All of the data is to be set down again without any alteration.

+++ Study material +++

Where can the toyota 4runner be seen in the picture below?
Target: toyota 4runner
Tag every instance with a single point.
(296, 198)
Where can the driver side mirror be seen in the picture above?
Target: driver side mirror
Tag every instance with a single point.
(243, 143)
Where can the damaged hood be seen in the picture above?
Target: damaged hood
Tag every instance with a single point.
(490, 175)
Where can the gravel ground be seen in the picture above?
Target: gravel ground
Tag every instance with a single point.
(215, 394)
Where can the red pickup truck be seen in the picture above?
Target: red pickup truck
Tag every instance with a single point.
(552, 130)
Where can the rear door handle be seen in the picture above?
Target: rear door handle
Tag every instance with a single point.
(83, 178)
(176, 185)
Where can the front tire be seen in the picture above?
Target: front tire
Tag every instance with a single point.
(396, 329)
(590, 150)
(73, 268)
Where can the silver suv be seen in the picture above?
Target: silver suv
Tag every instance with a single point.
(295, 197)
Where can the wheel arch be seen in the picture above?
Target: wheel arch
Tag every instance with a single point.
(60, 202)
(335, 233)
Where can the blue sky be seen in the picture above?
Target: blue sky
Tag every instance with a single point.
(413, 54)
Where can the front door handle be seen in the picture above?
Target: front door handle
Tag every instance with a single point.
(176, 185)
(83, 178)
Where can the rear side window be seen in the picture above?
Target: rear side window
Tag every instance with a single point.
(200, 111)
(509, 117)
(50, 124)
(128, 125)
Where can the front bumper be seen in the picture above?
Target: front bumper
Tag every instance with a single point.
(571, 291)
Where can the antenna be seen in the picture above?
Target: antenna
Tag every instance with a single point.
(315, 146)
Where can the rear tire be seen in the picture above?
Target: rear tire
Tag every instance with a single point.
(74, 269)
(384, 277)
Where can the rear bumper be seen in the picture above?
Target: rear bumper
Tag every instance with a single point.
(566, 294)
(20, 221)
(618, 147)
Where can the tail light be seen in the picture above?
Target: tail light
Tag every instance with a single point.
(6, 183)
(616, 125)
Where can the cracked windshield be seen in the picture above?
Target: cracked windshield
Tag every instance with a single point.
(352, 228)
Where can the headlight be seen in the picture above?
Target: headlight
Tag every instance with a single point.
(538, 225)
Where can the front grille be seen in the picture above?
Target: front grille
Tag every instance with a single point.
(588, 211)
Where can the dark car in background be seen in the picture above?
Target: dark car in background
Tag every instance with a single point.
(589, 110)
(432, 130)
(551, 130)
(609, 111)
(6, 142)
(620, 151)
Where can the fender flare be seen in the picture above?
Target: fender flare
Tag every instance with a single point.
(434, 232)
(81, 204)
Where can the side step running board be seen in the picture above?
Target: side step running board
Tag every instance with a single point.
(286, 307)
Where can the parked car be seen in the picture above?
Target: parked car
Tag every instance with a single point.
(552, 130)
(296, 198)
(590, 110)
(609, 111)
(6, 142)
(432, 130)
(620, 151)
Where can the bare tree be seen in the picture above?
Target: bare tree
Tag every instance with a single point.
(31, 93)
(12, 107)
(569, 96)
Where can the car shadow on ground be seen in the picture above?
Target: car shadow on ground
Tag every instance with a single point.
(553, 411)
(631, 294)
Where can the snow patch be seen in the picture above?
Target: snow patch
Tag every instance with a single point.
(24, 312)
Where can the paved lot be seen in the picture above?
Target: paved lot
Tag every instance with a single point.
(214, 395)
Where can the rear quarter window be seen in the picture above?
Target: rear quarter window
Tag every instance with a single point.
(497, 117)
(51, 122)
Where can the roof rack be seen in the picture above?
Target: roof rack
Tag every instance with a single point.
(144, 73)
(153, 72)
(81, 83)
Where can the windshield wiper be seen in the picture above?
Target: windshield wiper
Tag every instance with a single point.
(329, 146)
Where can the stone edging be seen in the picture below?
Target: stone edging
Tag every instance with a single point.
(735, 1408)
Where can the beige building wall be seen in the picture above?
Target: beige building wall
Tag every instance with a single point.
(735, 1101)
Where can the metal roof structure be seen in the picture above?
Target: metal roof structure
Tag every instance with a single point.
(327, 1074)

+++

◆ Task result
Where can the toyota 4runner be seen in the picture below?
Target: toyota 4runner
Tag every instance with a single point.
(296, 198)
Where can the driver side mirror be seen in the picture above?
Target: driver side mirror
Tag every instance with a single point.
(243, 143)
Where can the damaged hood be seen in the picture above?
Target: damaged hood
Tag every instance with a single point.
(490, 175)
Where can the gravel ground be seen in the picture above?
Target: gravel ground
Tag every instance with a single point.
(215, 394)
Where can the red pickup truck be seen in the picture above?
Target: red pickup truck
Tag every instance with a single point.
(552, 130)
Where can the rear door handle be seen in the picture above?
Target: rear door handle
Tag every instance with a single point.
(83, 178)
(176, 185)
Where can the front tire be seen in the picture above?
Target: front tire
Tag every instance with a single point.
(396, 329)
(590, 150)
(73, 268)
Where can the silver suv be seen in the picture above?
Target: silver suv
Tag every instance with a single point.
(295, 197)
Where can the wheel arch be seen in the picture above?
Target: wheel arch
Tag every instance with a single point.
(60, 202)
(335, 233)
Where can the blue sky be seen in the picture above?
Target: blue sky
Tag every instance with a single point.
(413, 54)
Where can the front door handle be seen in the picture above?
Target: front door handle
Tag every instance with a single point.
(176, 185)
(83, 178)
Where can the rear side window be seen in the picture above?
Target: rear side window
Tag every instance with a single point.
(200, 111)
(509, 117)
(50, 124)
(128, 125)
Where can the front bumper be seen in the picture above?
Target: front bumper
Tag every instance with a single point.
(571, 291)
Where can the antenna be seen in the picture above?
Target: antenna
Tag every instance with a single point.
(315, 146)
Where can the rear tire be seen in the picture above?
Target: rear tire
Tag every instance with a single point.
(74, 269)
(384, 277)
Where can the rear bumper be seen in the picture above?
Target: rear bumper
Tag every instance with a single point.
(566, 294)
(20, 221)
(618, 147)
Where can the tail light be seen in the picture above?
Target: tail light
Tag every instance with a single point.
(6, 183)
(616, 125)
Where can the cracked windshield be seen in the picture above?
Target: cracked windshield
Tag every instance with a single point.
(352, 228)
Where can the headlight be seen in the picture above?
Target: headlight
Tag every instance with a single point.
(538, 225)
Where can the front grille be seen in the picture above?
Target: front grille
Tag every instance with a single point.
(588, 211)
Where can the dark car in background be seen in the picture above?
Target: dark car in background
Tag every instance with a single point.
(589, 110)
(432, 130)
(551, 130)
(609, 111)
(6, 142)
(620, 151)
Where can the fender flare be seen in the picture above?
Target: fender flare
Tag every instance with a single point.
(434, 232)
(81, 204)
Where can the side step running board be seen in the picture above?
Target: side step running board
Tag every instance with a single point.
(286, 307)
Where can the parked car be seen in the picture above?
Target: parked car
Tag every instance with a single point.
(552, 130)
(296, 198)
(590, 110)
(609, 111)
(6, 142)
(432, 130)
(620, 151)
Where can the bare tree be seen in the picture above?
Target: bare tree
Tag every instance with a single point.
(31, 93)
(12, 107)
(569, 96)
Where can the car shadow on ground be seen in the picture above?
Target: car shadow on ground
Tag every instance with a single point.
(553, 411)
(631, 294)
Where can the snow patch be seen in the picture above?
Target: snow patch
Tag every instance with a single point.
(24, 312)
Where can the paved lot be seen in the picture above?
Target: paved lot
Tag every instance with a single point.
(214, 395)
Where can the rear quarter window be seen in the picture above?
Target: rear quarter window
Tag every instance with a single point.
(497, 117)
(51, 122)
Where can the roof rack be seen in the picture above?
Target: roof rack
Tag every instance with a single point.
(144, 73)
(153, 72)
(81, 83)
Where can the windshield wiper be seen in the picture above?
Target: windshield wiper
Tag every instance with a single point.
(329, 146)
Where can the stone edging be seen in the picture below?
Target: stone edging
Tag every instance with a single point.
(735, 1408)
Where can the beige building wall be seen in the picture above?
Target: beige building wall
Tag every instance with a single point.
(735, 1101)
Where can the metal roof structure be seen in the picture above?
Target: metal roof structure
Tag every instance with a single point.
(327, 1074)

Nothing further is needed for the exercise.